Raphael Rainer Karl Maria Joseph Antonius Ignatius Hubertus Lamoral Prince of Thurn and Taxis (30 May 1906 – 8 June 1993) was the sixth son of Albert, 8th Prince of Thurn and Taxis and his wife Archduchess Margarethe Klementine of Austria. He was the father of Prince Max Emanuel of Thurn and Taxis, the heir presumptive to Albert, 12th Prince of Thurn and Taxis.

Early life

Raphael Rainer was born at Regensburg, Kingdom of Bavaria, the sixth son of Albert, 8th Prince of Thurn and Taxis and his wife Archduchess Margarethe Klementine of Austria Prince Raphael Rainer had six brothers and a sister. One of his brothers was Prince Max Emanuel of Thurn and Taxis (1902–1994), a member of the Order of Saint Benedict known as Pater Emmeram. Raphael Rainer received a humanistic education by private teachers.
####################
■ Prompt 1 ■
Return the passage from the biography of Prince Raphael Rainer word for word, starting at "Raphael Rainer Karl" and ending at "by private teachers.".
####################
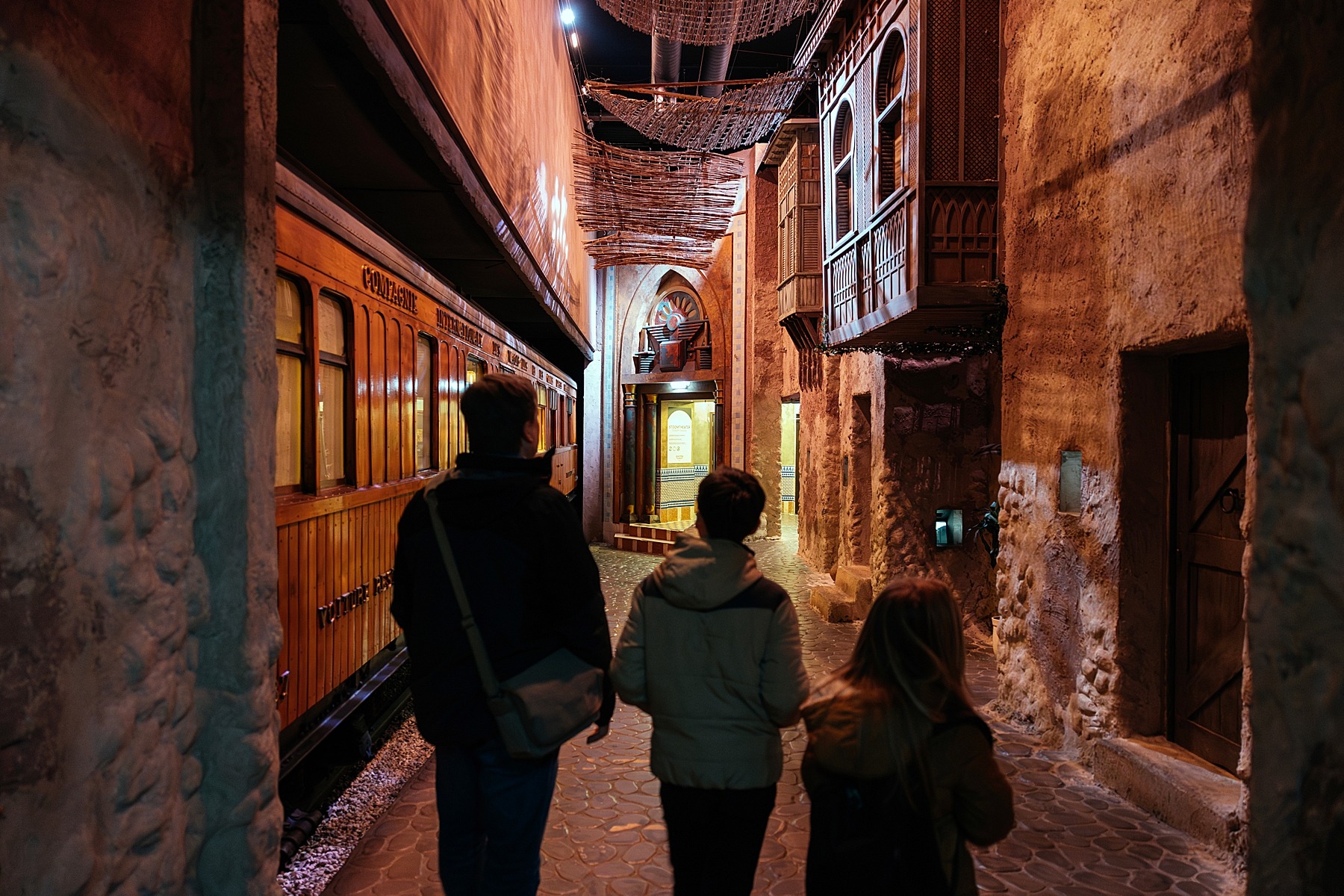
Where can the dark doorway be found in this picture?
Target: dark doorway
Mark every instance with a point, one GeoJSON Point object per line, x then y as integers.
{"type": "Point", "coordinates": [1209, 487]}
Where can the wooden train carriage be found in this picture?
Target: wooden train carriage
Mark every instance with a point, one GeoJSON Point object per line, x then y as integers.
{"type": "Point", "coordinates": [373, 352]}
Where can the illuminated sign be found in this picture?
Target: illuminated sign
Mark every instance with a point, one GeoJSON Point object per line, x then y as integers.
{"type": "Point", "coordinates": [389, 289]}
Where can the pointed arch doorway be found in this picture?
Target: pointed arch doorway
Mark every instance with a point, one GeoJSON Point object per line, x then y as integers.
{"type": "Point", "coordinates": [672, 401]}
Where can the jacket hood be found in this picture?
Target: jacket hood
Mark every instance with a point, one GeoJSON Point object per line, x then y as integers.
{"type": "Point", "coordinates": [850, 731]}
{"type": "Point", "coordinates": [492, 484]}
{"type": "Point", "coordinates": [700, 574]}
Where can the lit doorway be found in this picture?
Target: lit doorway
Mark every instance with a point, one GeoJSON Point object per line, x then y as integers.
{"type": "Point", "coordinates": [789, 457]}
{"type": "Point", "coordinates": [685, 454]}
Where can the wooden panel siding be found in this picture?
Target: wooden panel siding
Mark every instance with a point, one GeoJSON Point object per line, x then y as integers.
{"type": "Point", "coordinates": [336, 544]}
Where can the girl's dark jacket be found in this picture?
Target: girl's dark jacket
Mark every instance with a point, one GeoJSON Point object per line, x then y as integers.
{"type": "Point", "coordinates": [850, 741]}
{"type": "Point", "coordinates": [530, 578]}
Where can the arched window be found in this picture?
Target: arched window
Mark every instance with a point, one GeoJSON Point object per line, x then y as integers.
{"type": "Point", "coordinates": [290, 361]}
{"type": "Point", "coordinates": [890, 101]}
{"type": "Point", "coordinates": [843, 160]}
{"type": "Point", "coordinates": [425, 415]}
{"type": "Point", "coordinates": [332, 390]}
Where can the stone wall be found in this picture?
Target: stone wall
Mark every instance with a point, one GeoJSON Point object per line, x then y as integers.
{"type": "Point", "coordinates": [1295, 270]}
{"type": "Point", "coordinates": [894, 440]}
{"type": "Point", "coordinates": [503, 70]}
{"type": "Point", "coordinates": [136, 551]}
{"type": "Point", "coordinates": [1125, 178]}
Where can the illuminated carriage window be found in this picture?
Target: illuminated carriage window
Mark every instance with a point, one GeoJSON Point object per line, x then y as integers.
{"type": "Point", "coordinates": [841, 158]}
{"type": "Point", "coordinates": [332, 376]}
{"type": "Point", "coordinates": [475, 371]}
{"type": "Point", "coordinates": [289, 368]}
{"type": "Point", "coordinates": [544, 429]}
{"type": "Point", "coordinates": [423, 401]}
{"type": "Point", "coordinates": [890, 96]}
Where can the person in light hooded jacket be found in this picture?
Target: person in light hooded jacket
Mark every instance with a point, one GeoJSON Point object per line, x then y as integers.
{"type": "Point", "coordinates": [712, 653]}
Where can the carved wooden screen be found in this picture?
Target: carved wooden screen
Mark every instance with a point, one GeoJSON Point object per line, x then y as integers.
{"type": "Point", "coordinates": [961, 107]}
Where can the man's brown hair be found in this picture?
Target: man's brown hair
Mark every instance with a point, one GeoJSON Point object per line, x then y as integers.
{"type": "Point", "coordinates": [730, 503]}
{"type": "Point", "coordinates": [497, 408]}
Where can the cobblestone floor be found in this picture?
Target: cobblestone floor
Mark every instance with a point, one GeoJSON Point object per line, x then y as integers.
{"type": "Point", "coordinates": [606, 835]}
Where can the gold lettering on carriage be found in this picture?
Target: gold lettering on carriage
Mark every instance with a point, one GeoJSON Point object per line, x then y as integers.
{"type": "Point", "coordinates": [354, 600]}
{"type": "Point", "coordinates": [458, 328]}
{"type": "Point", "coordinates": [389, 289]}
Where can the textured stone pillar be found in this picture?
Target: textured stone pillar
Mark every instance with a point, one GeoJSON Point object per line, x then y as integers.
{"type": "Point", "coordinates": [719, 457]}
{"type": "Point", "coordinates": [650, 458]}
{"type": "Point", "coordinates": [629, 454]}
{"type": "Point", "coordinates": [1295, 290]}
{"type": "Point", "coordinates": [234, 396]}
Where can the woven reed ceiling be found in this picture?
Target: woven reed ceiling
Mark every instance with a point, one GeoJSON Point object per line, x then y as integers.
{"type": "Point", "coordinates": [738, 119]}
{"type": "Point", "coordinates": [652, 207]}
{"type": "Point", "coordinates": [707, 22]}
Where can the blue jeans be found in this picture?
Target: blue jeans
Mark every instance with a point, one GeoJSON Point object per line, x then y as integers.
{"type": "Point", "coordinates": [491, 820]}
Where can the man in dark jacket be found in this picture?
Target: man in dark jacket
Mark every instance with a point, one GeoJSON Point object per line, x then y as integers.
{"type": "Point", "coordinates": [534, 588]}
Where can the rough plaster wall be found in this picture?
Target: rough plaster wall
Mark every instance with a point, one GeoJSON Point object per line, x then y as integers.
{"type": "Point", "coordinates": [1121, 230]}
{"type": "Point", "coordinates": [819, 467]}
{"type": "Point", "coordinates": [134, 741]}
{"type": "Point", "coordinates": [930, 420]}
{"type": "Point", "coordinates": [1295, 269]}
{"type": "Point", "coordinates": [234, 402]}
{"type": "Point", "coordinates": [937, 422]}
{"type": "Point", "coordinates": [503, 69]}
{"type": "Point", "coordinates": [765, 336]}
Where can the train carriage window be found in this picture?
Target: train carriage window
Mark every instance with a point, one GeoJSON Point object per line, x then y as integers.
{"type": "Point", "coordinates": [423, 401]}
{"type": "Point", "coordinates": [332, 388]}
{"type": "Point", "coordinates": [289, 368]}
{"type": "Point", "coordinates": [475, 371]}
{"type": "Point", "coordinates": [544, 440]}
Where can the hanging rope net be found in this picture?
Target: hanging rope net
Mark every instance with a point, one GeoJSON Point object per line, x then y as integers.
{"type": "Point", "coordinates": [653, 207]}
{"type": "Point", "coordinates": [714, 124]}
{"type": "Point", "coordinates": [707, 22]}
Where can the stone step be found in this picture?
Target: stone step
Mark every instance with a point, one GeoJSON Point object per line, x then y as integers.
{"type": "Point", "coordinates": [636, 544]}
{"type": "Point", "coordinates": [1175, 785]}
{"type": "Point", "coordinates": [652, 532]}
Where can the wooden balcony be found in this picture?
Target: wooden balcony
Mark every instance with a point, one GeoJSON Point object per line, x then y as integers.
{"type": "Point", "coordinates": [871, 299]}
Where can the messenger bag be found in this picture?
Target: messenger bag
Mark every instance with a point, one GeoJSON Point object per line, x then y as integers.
{"type": "Point", "coordinates": [539, 709]}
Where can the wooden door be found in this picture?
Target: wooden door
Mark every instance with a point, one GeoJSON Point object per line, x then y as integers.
{"type": "Point", "coordinates": [1209, 440]}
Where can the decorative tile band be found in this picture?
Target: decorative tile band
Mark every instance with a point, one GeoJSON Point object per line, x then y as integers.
{"type": "Point", "coordinates": [678, 485]}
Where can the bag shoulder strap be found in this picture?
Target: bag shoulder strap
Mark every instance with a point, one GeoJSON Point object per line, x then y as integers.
{"type": "Point", "coordinates": [473, 635]}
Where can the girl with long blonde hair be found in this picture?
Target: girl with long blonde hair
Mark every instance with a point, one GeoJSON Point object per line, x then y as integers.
{"type": "Point", "coordinates": [900, 766]}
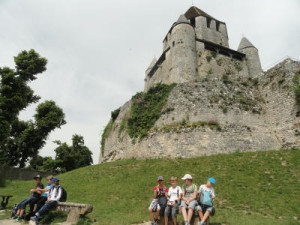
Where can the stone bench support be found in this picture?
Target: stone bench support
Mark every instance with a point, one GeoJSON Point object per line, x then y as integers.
{"type": "Point", "coordinates": [5, 199]}
{"type": "Point", "coordinates": [75, 210]}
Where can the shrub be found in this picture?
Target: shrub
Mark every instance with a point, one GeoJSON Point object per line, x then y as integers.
{"type": "Point", "coordinates": [146, 109]}
{"type": "Point", "coordinates": [296, 82]}
{"type": "Point", "coordinates": [214, 54]}
{"type": "Point", "coordinates": [208, 58]}
{"type": "Point", "coordinates": [115, 113]}
{"type": "Point", "coordinates": [105, 134]}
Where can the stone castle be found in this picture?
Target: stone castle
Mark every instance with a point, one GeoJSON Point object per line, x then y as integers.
####################
■ Prompt 2 ■
Shift the coordinates in the records by 96: rewrite every line, starting at the one containing "Where can the girl with" and ending at the last line of the records, adding 96 to each coordinate number and changing nothing else. Leave out the pictures.

■ Exercise answer 1 ■
Raphael Rainer Karl Maria Joseph Antonius Ignatius Hubertus Lamoral Prince of Thurn and Taxis (30 May 1906 – 8 June 1993) was the sixth son of Albert, 8th Prince of Thurn and Taxis and his wife Archduchess Margarethe Klementine of Austria. He was the father of Prince Max Emanuel of Thurn and Taxis, the heir presumptive to Albert, 12th Prince of Thurn and Taxis.

Early life

Raphael Rainer was born at Regensburg, Kingdom of Bavaria, the sixth son of Albert, 8th Prince of Thurn and Taxis and his wife Archduchess Margarethe Klementine of Austria Prince Raphael Rainer had six brothers and a sister. One of his brothers was Prince Max Emanuel of Thurn and Taxis (1902–1994), a member of the Order of Saint Benedict known as Pater Emmeram. Raphael Rainer received a humanistic education by private teachers.

■ Exercise answer 2 ■
Where can the girl with long blonde hair be found in this picture?
Target: girl with long blonde hair
Mark every instance with a point, one GeoJSON Point object per line, x then y as integers.
{"type": "Point", "coordinates": [996, 862]}
Where can the stone bench support be found in this picture?
Target: stone bench support
Mark every instance with a point, one GeoJSON Point object per line, x then y as integers.
{"type": "Point", "coordinates": [101, 295]}
{"type": "Point", "coordinates": [171, 306]}
Where can the shrub be found in this picture?
Target: shrub
Mark every instance with a point, one GeoJSON Point object per line, x then y as integers.
{"type": "Point", "coordinates": [242, 205]}
{"type": "Point", "coordinates": [392, 178]}
{"type": "Point", "coordinates": [310, 150]}
{"type": "Point", "coordinates": [304, 154]}
{"type": "Point", "coordinates": [211, 209]}
{"type": "Point", "coordinates": [201, 230]}
Where can the stone castle be found in this picture?
Target: stone castle
Mark every instance with a point, one GeoJSON Point object per line, x then y as integers.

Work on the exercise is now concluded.